BEGIN MATERIAL PROVIDED
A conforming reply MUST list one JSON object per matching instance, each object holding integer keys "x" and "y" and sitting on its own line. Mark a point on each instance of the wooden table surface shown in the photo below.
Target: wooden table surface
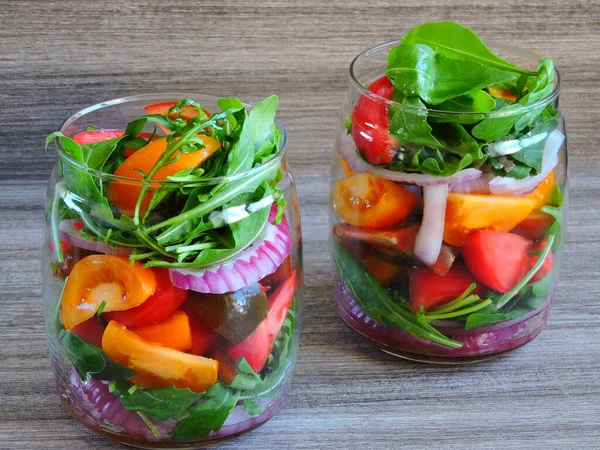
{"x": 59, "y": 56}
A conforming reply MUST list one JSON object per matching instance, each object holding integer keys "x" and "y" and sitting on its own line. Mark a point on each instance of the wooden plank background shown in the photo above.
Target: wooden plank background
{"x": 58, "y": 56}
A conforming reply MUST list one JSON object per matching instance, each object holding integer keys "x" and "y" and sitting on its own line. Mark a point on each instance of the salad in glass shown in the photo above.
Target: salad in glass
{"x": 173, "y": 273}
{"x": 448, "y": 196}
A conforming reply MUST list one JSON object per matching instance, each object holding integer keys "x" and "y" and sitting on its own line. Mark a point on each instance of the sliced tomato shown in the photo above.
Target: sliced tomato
END MATERIAL PROVIDED
BEGIN MATERIAL PROVIDED
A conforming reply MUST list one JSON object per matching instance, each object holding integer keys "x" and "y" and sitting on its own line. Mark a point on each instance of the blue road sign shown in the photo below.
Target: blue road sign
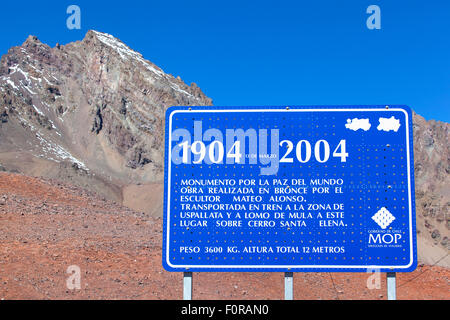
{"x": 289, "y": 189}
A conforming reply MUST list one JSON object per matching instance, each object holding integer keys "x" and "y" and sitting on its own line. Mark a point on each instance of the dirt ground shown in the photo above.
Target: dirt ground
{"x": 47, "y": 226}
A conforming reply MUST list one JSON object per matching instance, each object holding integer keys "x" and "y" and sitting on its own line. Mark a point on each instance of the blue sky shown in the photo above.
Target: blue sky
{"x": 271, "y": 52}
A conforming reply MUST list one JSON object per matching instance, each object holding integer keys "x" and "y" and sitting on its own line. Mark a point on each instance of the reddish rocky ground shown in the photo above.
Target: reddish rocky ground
END MATERIAL PROVIDED
BEGIN MATERIAL PROVIDED
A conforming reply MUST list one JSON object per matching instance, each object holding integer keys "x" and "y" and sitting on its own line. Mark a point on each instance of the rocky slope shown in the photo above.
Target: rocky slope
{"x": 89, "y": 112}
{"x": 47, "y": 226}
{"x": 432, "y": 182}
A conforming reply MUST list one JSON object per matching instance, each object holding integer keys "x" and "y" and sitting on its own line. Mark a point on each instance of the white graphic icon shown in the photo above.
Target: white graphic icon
END MATERIAL PROVIDED
#### [TASK TO COMPLETE]
Retype the lines of the material above, starting at the line that contains "icon shown in the photo above." and ending at the line that contains "Target: white graphic icon", with both of those lines included.

#### [SOLUTION]
A conforming reply MUST list one JSON object per matching instance, each object holding integer keys "x" and "y" and sitting on its own line. Mark a point on each instance of the white graphic icon shown in the photo above.
Target: white graphic icon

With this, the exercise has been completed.